TEXT SECTION:
ETL using Fivetran with AWS Lambda

CEO, Portable

What is AWS Lambda used for?

AWS Lambda is Amazon's event-driven, serverless compute service. It is used to run code in response to an event or a series of events (event-driven) without procuring and managing servers or containers (serverless).

Code is triggered using Lambda functions, which are typically used in data integration use cases. Lambda functions can be used to build and run applications and services triggered by events like data changes in AWS S3 buckets or HTTP requests to API Gateways.

AWS Lambda allows users to add custom functions or connectors to AWS resources such as DynamoDB tables and S3 buckets allowing you to efficiently compute data as it moves or enters the cloud.

Notable use cases for AWS Lambda include real-time file processing, data analytics, and web applications. You can also use the compute service to manage IoT, web and mobile backends, and processing streams.

AWS Lambda supports several languages using runtimes. It guarantees capacity provisions, automatic scaling, and configured logging. Besides, it is easy to configure and use.

What is the Difference Between Serverless and Scaleable?

A serverless compute service is a system that allows you to run code and build applications on-demand without having to provide, manage, or scale any infrastructure.

Serverless doesn't necessarily mean that there are no servers. Instead, it is a relatively new paradigm that abstracts away managing servers from the application developer.

DATA PROVIDED:
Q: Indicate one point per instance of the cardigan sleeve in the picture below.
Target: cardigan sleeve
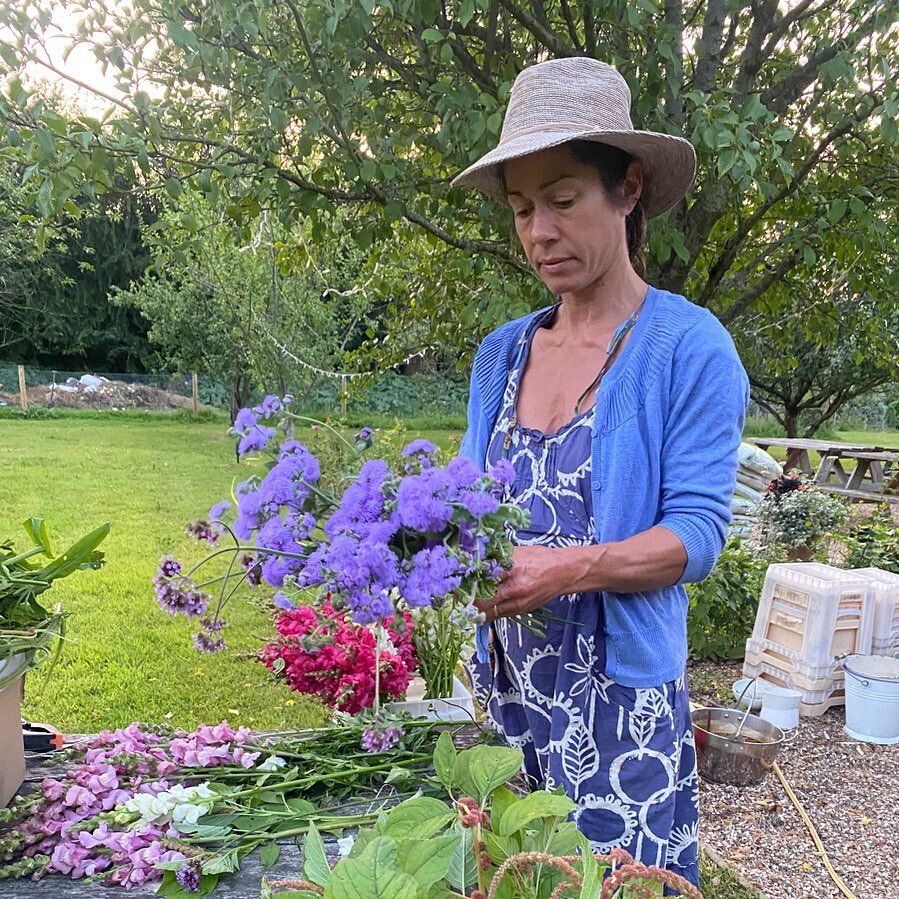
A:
(709, 397)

PROBLEMS TO SOLVE:
- 1) Rewrite the AWS Lambda text from "What is AWS" up to and including "to API Gateways.", replacing "event-driven" with "event-triggered".
- 2) Answer these questions from the AWS Lambda text.
(a) Which two kinds of events does the AWS Lambda text give as triggers for Lambda functions?
(b) Which two AWS resources are named as places where users can add custom functions or connectors?
(c) In the serverless paradigm, what is abstracted away from the application developer?

EXERCISE RESPONSES:
- 1)
What is AWS Lambda used for?

AWS Lambda is Amazon's event-triggered, serverless compute service. It is used to run code in response to an event or a series of events (event-triggered) without procuring and managing servers or containers (serverless).

Code is triggered using Lambda functions, which are typically used in data integration use cases. Lambda functions can be used to build and run applications and services triggered by events like data changes in AWS S3 buckets or HTTP requests to API Gateways.

- 2)
(a) Data changes in AWS S3 buckets and HTTP requests to API Gateways.
(b) DynamoDB tables and S3 buckets.
(c) Managing servers.